• CONSEGNA: Puoi riportare parola per parola, dal commento, tutto ciò che va da "Matteo 4,12-23" giù fino a "alle sante Scritture."?

+++ BRANO DEL TESTO

III DOMENICA DEL TEMPO ORDINARIO (A) COMMENTO – Enzo Bianchi

Convertitevi!

Brevi note su Isaia 8,23-9,3
La prima lettura, tratta dal profeta Isaia – dai capitoli 7-12 definiti “Libro del Dio-con-noi (’Immanuel) –, ci annuncia l’azione di un uomo chiamato appunto Emmanuele, un bambino nato come dono di Dio (cf. Is 7,10-14), il quale regnerà portando liberazione e pace. La sua azione inizia proprio a partire dalle regioni più a nord della terra santa, quelle di Zabulon e di Neftali, che erano state umiliate dagli Assiri con l’invasione del 722 a.C. Proprio questa terra divenuta impura, chiamata Galilea delle genti pagane, precipitata nelle tenebre di morte, vedrà per prima la luce della liberazione. In essa, infatti, risuonerà il primo annuncio della buona notizia da parte di Gesù, come testimonia il vangelo secondo Matteo.

Matteo 4,12-23
Matteo è l’evangelista “scriba”, che costantemente mette in risalto il compimento delle Scritture dell’Antico Testamento nella vita di Gesù. Ciò che avviene nella vicenda di Gesù è compimento della parola di Dio contenuta nelle Legge, nei Profeti e nei Salmi (cf. Lc 24,44). Anche l’inizio del ministero pubblico di Gesù deve essere letto in questa prospettiva, perché non il caso, né il destino, la necessità, determinano gli eventi, ma la libera volontà di Gesù, che desidera essere obbediente al Padre in conformità alle sante Scritture.
Quando Gesù ebbe notizia che Giovanni il Battista, il maestro che egli seguiva come un discepolo (opíso mou: Mt 3,11), era stato arrestato e imprigionato da Erode, allora “si ritirò (verbo anachoréo) in Galilea”, lasciando la Giudea e soprattutto la regione tra Giordano e mar Morto dove Giovanni aveva predicato e battezzato. Questo ritirarsi, che è un allontanarsi, si ripeterà altre volte nella vita di Gesù (cf. Mt 9,24; 12,15; 14,13; 15,21), come già era avvenuto quando Giuseppe, suo padre secondo la Legge, si era ritirato in Galilea per fuggire da Archelao (cf. Mt 2,22-23). In questo caso non è però Nazaret, la borgata in cui Gesù era cresciuto, il luogo del suo ritirarsi, bensì Cafarnao, città sul lago di Tiberiade, città di frontiera, luogo di transito e tappa importante sulla via del mare che metteva in comunicazione Damasco e Cesarea, il porto sul Mediterraneo. Qui a Cafarnao Gesù sceglie una casa come dimora sua e del gruppo che lo seguirà nella sua avventura profetica.
Matteo non dimentica la promessa del profeta Isaia su questa terra periferica che era stata la prima regione umiliata e oppressa dall’invasore assiro nell’VIII secolo a.C., quando le tribù di Zabulon e di Neftali qui residenti furono vinte, deportate ed esiliate. Il profeta aveva osato guardare al futuro lontano, quando Dio avrebbe dato inizio alla redenzione e al raduno del suo popolo, a partire da questa regione diventata terra impura popolata di pagani, crocicchio delle genti. Ecco dove viene ad abitare Gesù, ecco la compagnia che sceglie, questa frontiera disprezzata dai giudei: proprio da qui Gesù inizia la sua predicazione. Questa regione vede dunque “sorgere” una grande luce, la luce di Cristo e del suo Vangelo.

++++++
+++ RIGHE DI DATI

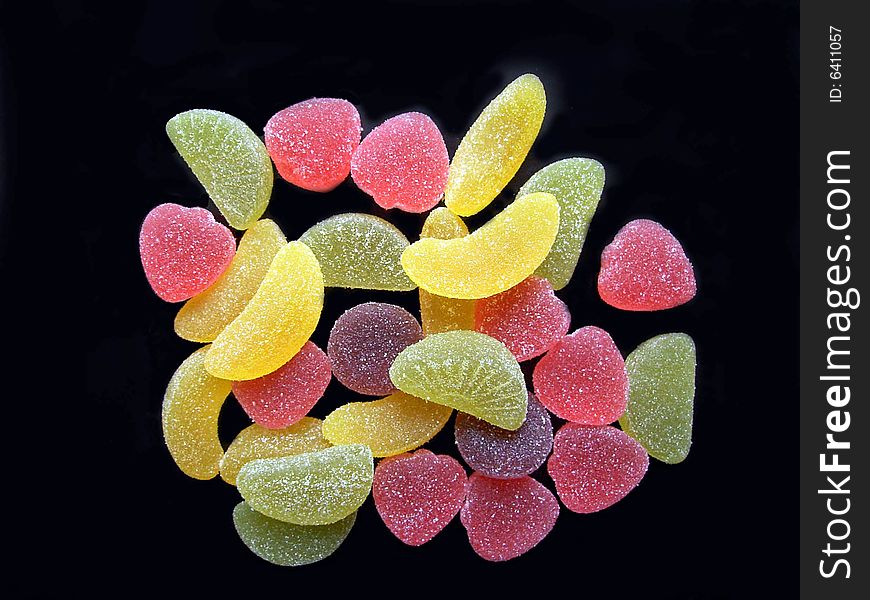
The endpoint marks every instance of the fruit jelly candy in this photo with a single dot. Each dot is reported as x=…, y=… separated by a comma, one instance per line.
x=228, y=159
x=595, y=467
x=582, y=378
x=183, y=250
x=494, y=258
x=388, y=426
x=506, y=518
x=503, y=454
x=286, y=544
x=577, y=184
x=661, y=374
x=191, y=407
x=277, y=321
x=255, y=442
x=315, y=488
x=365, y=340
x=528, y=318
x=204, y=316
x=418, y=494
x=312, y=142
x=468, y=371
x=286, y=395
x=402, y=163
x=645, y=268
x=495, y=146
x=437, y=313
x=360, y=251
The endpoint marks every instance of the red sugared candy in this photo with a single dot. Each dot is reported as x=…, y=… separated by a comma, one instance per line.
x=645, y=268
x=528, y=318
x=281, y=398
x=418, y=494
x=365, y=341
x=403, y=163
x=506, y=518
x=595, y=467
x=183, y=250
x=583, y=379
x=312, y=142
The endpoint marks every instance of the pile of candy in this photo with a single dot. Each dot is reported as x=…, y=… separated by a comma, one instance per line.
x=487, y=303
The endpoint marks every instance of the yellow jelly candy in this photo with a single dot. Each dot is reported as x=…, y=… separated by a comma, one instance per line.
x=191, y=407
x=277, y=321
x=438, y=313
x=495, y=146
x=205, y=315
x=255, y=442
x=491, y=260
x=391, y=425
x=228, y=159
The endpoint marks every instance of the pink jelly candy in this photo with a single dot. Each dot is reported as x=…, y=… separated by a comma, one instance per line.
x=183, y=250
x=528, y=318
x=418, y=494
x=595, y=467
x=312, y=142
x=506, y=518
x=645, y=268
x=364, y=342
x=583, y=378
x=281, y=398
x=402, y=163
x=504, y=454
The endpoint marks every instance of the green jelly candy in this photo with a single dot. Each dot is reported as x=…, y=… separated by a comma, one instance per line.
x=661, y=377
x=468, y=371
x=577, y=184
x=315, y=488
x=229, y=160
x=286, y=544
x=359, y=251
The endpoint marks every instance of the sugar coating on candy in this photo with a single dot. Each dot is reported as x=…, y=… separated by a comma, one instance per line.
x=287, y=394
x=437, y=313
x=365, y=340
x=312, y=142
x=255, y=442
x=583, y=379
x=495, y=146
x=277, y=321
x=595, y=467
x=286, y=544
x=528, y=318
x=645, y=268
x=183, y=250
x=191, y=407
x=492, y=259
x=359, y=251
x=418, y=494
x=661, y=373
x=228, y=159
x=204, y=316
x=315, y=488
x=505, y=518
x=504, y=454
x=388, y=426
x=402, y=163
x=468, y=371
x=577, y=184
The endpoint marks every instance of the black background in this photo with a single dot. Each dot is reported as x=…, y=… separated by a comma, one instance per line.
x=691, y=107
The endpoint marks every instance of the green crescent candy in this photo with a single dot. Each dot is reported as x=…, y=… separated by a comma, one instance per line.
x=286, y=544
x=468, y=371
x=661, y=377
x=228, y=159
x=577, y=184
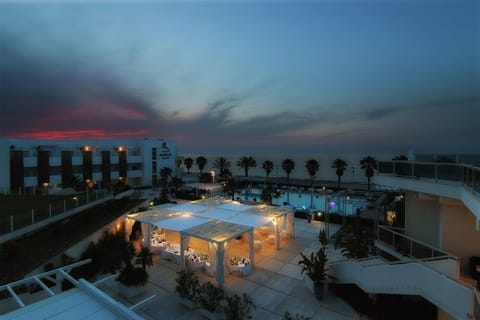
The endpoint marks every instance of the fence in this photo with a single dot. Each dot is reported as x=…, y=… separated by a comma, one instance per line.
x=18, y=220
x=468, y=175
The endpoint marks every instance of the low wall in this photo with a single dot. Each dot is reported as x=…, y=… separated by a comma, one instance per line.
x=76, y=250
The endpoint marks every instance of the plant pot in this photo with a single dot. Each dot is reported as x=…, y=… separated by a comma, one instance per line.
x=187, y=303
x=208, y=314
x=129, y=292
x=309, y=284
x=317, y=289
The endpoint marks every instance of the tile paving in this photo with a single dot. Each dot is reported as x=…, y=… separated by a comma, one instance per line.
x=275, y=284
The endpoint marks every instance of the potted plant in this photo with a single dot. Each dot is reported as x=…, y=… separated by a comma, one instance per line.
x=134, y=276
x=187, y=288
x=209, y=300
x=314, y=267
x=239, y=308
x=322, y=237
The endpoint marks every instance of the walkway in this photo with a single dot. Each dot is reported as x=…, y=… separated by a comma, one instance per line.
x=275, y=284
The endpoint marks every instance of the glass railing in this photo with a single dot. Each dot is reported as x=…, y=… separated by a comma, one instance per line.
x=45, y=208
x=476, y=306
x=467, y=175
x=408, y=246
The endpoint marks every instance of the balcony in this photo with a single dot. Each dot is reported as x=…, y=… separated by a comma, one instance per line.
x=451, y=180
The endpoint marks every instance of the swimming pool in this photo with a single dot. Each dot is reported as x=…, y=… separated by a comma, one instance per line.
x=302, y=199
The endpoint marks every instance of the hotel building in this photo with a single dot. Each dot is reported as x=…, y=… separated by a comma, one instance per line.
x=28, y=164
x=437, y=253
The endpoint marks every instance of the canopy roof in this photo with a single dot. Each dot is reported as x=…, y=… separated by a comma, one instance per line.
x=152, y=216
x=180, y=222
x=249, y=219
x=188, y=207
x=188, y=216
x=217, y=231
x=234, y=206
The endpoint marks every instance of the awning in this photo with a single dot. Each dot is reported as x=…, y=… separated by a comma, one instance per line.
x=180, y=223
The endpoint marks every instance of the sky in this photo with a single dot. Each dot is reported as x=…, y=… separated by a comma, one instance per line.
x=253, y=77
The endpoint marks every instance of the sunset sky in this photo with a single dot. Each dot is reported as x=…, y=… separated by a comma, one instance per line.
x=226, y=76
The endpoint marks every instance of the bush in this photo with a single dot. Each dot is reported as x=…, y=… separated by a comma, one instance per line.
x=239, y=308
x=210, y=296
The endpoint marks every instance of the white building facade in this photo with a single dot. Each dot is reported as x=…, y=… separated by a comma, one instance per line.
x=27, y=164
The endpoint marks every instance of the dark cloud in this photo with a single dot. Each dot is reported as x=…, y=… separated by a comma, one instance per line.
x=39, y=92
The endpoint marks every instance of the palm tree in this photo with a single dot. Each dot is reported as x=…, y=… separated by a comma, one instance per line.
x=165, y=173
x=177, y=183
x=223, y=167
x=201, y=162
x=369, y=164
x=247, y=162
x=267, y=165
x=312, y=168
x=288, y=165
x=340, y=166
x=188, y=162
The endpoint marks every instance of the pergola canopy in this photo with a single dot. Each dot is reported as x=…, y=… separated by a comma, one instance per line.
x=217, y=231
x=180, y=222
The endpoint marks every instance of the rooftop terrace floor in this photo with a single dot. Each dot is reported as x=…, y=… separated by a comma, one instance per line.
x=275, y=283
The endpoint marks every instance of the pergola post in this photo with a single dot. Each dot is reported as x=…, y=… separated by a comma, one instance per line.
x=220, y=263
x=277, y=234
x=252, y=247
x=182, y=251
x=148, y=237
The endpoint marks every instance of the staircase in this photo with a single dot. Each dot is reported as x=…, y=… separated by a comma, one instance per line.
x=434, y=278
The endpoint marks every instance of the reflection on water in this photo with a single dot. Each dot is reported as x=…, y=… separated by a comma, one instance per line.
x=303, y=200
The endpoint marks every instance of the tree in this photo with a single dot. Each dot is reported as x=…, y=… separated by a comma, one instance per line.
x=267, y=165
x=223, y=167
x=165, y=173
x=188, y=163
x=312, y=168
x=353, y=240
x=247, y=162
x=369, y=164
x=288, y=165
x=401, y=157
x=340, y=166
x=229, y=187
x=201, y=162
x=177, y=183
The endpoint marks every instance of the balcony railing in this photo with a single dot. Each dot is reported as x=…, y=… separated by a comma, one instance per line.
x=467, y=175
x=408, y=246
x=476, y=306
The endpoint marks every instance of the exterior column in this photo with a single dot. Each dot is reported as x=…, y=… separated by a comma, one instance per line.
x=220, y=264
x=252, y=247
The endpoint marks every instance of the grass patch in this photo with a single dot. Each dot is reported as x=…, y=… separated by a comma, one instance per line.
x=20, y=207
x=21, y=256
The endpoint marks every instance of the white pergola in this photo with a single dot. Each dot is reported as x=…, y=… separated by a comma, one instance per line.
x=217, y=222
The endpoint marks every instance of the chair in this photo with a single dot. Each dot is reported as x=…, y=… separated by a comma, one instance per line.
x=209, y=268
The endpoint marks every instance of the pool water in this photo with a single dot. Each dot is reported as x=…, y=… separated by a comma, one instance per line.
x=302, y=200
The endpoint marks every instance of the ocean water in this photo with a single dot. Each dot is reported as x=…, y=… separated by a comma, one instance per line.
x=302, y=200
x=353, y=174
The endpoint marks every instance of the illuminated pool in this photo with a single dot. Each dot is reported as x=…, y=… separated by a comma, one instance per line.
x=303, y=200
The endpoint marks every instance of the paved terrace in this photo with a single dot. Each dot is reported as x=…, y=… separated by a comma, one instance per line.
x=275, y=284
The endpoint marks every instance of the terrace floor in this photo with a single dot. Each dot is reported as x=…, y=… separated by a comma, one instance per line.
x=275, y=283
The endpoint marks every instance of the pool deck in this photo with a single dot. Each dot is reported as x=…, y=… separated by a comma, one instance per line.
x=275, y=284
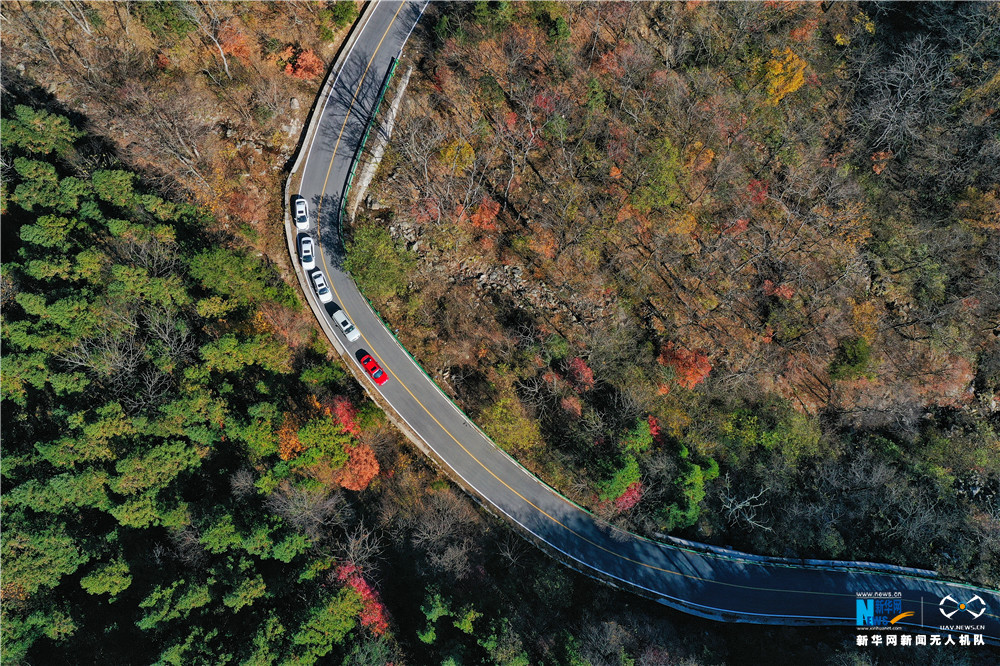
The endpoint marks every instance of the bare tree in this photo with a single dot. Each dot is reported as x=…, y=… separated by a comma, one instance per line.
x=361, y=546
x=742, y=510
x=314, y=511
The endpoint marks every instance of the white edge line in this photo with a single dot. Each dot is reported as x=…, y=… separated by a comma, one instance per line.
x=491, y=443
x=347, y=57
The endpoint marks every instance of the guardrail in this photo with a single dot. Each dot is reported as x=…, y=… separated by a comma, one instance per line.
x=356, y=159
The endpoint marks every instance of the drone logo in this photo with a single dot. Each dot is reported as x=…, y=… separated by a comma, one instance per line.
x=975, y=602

++++++

• RISPOSTA:
Matteo 4,12-23
Matteo è l’evangelista “scriba”, che costantemente mette in risalto il compimento delle Scritture dell’Antico Testamento nella vita di Gesù. Ciò che avviene nella vicenda di Gesù è compimento della parola di Dio contenuta nelle Legge, nei Profeti e nei Salmi (cf. Lc 24,44). Anche l’inizio del ministero pubblico di Gesù deve essere letto in questa prospettiva, perché non il caso, né il destino, la necessità, determinano gli eventi, ma la libera volontà di Gesù, che desidera essere obbediente al Padre in conformità alle sante Scritture.